**Task to carry out**
Can you retype all of the records below word for word, leaving the pictures out?

**Data records**
==========

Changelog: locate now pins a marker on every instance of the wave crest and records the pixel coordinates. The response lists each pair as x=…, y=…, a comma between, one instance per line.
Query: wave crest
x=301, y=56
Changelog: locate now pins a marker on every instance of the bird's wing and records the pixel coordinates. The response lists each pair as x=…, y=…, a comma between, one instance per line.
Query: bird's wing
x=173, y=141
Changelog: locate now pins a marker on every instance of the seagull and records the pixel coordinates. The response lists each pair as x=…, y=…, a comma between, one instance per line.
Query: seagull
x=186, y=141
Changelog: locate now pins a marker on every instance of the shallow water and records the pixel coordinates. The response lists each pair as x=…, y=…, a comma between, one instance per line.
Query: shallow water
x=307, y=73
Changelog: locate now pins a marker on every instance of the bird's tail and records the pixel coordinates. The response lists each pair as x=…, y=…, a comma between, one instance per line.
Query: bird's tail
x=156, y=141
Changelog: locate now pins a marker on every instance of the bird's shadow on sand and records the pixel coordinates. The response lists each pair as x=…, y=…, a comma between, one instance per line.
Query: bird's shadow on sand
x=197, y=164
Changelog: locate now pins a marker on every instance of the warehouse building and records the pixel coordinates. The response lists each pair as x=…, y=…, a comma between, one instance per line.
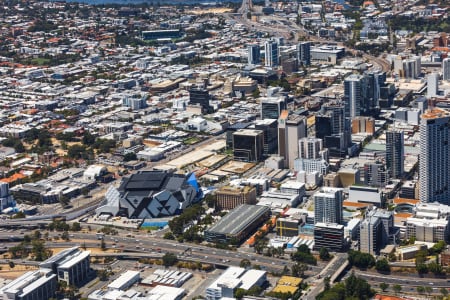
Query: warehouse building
x=230, y=197
x=151, y=194
x=39, y=284
x=232, y=279
x=71, y=265
x=238, y=223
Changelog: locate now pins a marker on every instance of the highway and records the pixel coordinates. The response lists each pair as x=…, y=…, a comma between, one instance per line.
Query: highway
x=143, y=245
x=330, y=270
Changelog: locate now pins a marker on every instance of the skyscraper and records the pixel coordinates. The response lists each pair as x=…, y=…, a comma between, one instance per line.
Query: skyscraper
x=355, y=95
x=446, y=69
x=434, y=159
x=332, y=126
x=328, y=205
x=375, y=231
x=370, y=235
x=270, y=129
x=304, y=53
x=291, y=128
x=375, y=81
x=432, y=85
x=254, y=54
x=271, y=108
x=248, y=145
x=395, y=152
x=310, y=148
x=375, y=174
x=271, y=52
x=200, y=96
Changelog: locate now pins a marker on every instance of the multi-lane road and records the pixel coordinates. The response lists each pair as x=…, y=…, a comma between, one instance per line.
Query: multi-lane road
x=150, y=246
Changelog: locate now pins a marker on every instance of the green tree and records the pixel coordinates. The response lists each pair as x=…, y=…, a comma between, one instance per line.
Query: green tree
x=76, y=226
x=382, y=265
x=421, y=258
x=352, y=288
x=245, y=263
x=298, y=269
x=397, y=288
x=360, y=260
x=37, y=235
x=129, y=156
x=169, y=259
x=65, y=235
x=169, y=236
x=324, y=254
x=384, y=286
x=435, y=268
x=88, y=139
x=437, y=248
x=420, y=289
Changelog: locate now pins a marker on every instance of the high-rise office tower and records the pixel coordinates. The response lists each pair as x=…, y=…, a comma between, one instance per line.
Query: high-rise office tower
x=254, y=54
x=328, y=205
x=310, y=148
x=370, y=235
x=412, y=67
x=271, y=108
x=355, y=95
x=200, y=96
x=395, y=153
x=270, y=129
x=248, y=145
x=304, y=53
x=434, y=158
x=375, y=231
x=272, y=53
x=375, y=174
x=418, y=60
x=291, y=128
x=446, y=69
x=375, y=81
x=432, y=85
x=332, y=126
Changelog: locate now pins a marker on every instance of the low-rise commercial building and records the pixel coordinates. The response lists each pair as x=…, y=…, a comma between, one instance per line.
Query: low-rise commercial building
x=71, y=265
x=237, y=224
x=230, y=197
x=125, y=280
x=33, y=285
x=329, y=235
x=232, y=279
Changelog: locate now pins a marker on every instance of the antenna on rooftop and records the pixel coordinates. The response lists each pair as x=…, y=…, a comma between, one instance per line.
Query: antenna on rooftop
x=431, y=103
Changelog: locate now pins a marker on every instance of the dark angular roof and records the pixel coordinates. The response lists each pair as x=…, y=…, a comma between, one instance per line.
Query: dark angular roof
x=145, y=180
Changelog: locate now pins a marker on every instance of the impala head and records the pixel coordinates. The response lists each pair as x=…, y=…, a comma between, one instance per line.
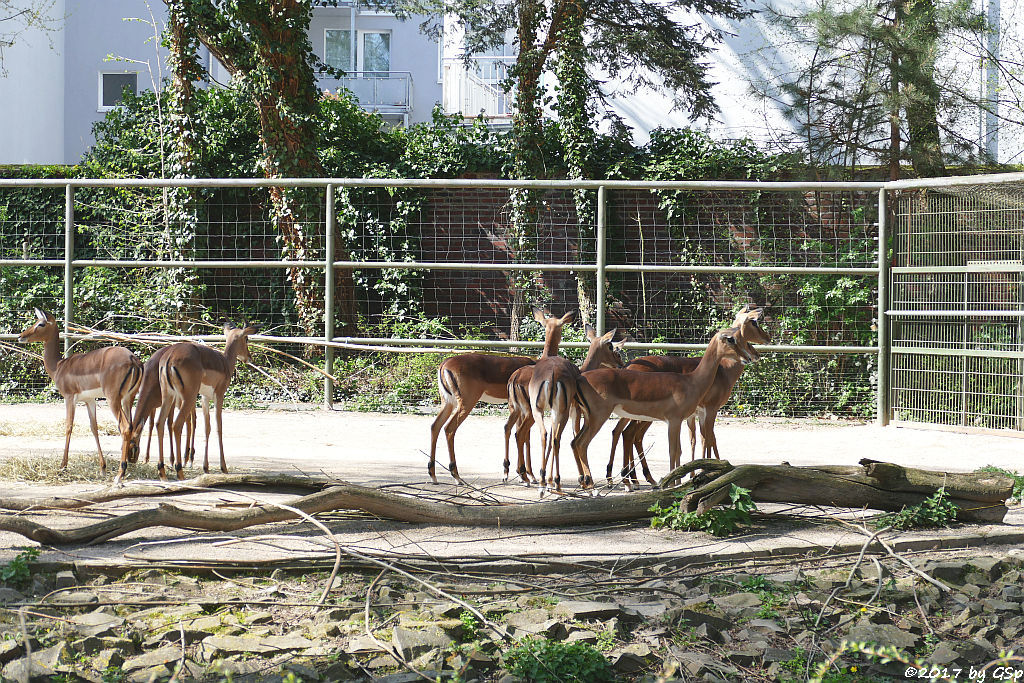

==========

**Complete response**
Changelog: locate now pins a marker on every instance of the wave crest and records the pixel coordinates. The response lists each pair as x=…, y=…, a comma between, one instance per line.
Query: wave crest
x=301, y=56
Changelog: locate now pins a marker on every instance of the bird's wing and records the pixel coordinates. The response lists each pair as x=…, y=…, a comma between, one instance per line.
Query: bird's wing
x=173, y=141
Changelog: locate now pins a marker on every instance of the seagull and records the pixel coordinates. The response lists each pair as x=…, y=…, a comma between, one instance per line.
Query: seagull
x=186, y=141
Changelog: locate now pins a marker on every instance of the shallow water and records the pixel coordinates. The response lists each pair as x=…, y=…, a comma between, one instance per line.
Query: shallow water
x=307, y=73
Changelog: locate now pins a marker on every instance of the bird's tail and records the pixel coordinates. The response lists each pair as x=…, y=…, a comma between, one instance per line.
Query: bird's tail
x=156, y=141
Changelog: locate now pins a marker on every instance of the bird's shadow on sand and records the pixel coordinates. The response lists each pair as x=…, y=…, a comma between, one instance per line.
Query: bird's shadow on sand
x=197, y=164
Changelog: locate now pins a marker on every instance of the warehouse building and records the pixel coordinates. The response lists each pair as x=…, y=…, a comma between, one instance per line.
Query: warehouse building
x=230, y=197
x=151, y=194
x=39, y=284
x=232, y=279
x=71, y=265
x=238, y=223
Changelog: locate now pins a marker on every instance of the highway and records the pixel coordinates. The response lists each pair as x=…, y=…, a comma between, one instance per line.
Query: highway
x=143, y=245
x=330, y=270
Changelog: locate now pins a marker on every instance of the skyscraper and records the pixel coordinates. The response lists each pair as x=…, y=…, a comma between, one instance per line.
Query: skyscraper
x=355, y=95
x=446, y=69
x=434, y=159
x=332, y=126
x=328, y=205
x=375, y=231
x=370, y=235
x=270, y=129
x=304, y=53
x=291, y=128
x=375, y=81
x=432, y=85
x=254, y=54
x=271, y=108
x=248, y=145
x=395, y=152
x=310, y=148
x=375, y=174
x=271, y=52
x=200, y=96
Changelog: locate now pins a marker on every instance of the multi-lane road and records the pixel coordinates. The response lists each pair as x=…, y=…, a comma between, one instance per line.
Query: multi-lane road
x=150, y=246
Changelog: locate now pins a marker on every instance of the green tree and records the pixel coordinates. The response lists each pair as x=…, y=…, a comma between, one instance per line.
Query: green tree
x=76, y=226
x=382, y=265
x=421, y=258
x=352, y=288
x=245, y=263
x=298, y=269
x=397, y=288
x=360, y=260
x=37, y=235
x=129, y=156
x=169, y=259
x=65, y=235
x=169, y=236
x=324, y=254
x=384, y=286
x=435, y=268
x=88, y=139
x=437, y=248
x=420, y=289
Changelog: locate now pins a marker on every instance of the high-rise office tower and records the pixel coordinates. The response lists each pair as x=…, y=…, a comma between, one instance per line.
Query: high-rise office tower
x=254, y=54
x=328, y=205
x=310, y=148
x=370, y=235
x=412, y=67
x=271, y=108
x=355, y=95
x=200, y=96
x=395, y=153
x=270, y=129
x=248, y=145
x=304, y=53
x=434, y=158
x=375, y=231
x=272, y=53
x=375, y=174
x=418, y=60
x=291, y=128
x=446, y=69
x=375, y=81
x=432, y=85
x=332, y=126
Changelog: locate now pins a marker on every instance of the low-rise commercial building and records the pixel coordinates. The response lists each pair as x=…, y=…, a comma between, one instance per line.
Query: low-rise commercial building
x=71, y=265
x=237, y=224
x=230, y=197
x=125, y=280
x=33, y=285
x=329, y=235
x=232, y=279
Changelog: locate now pins a marker on every instance of the antenna on rooftop and records the pixel coordinates. The response lists each pair as x=…, y=…, a comma between, one instance per line.
Query: antenna on rooftop
x=431, y=103
Changelog: locate now pins a marker on every instance of the dark angular roof and records the pixel coordinates. The response lists each pair as x=…, y=…, a comma between, one instance per line.
Query: dark angular roof
x=145, y=180
Changelog: locate now pins a marker on every instance of the impala head and records the pixel coordinates. The response lists each pair as x=…, y=…, a comma between, one instance per line.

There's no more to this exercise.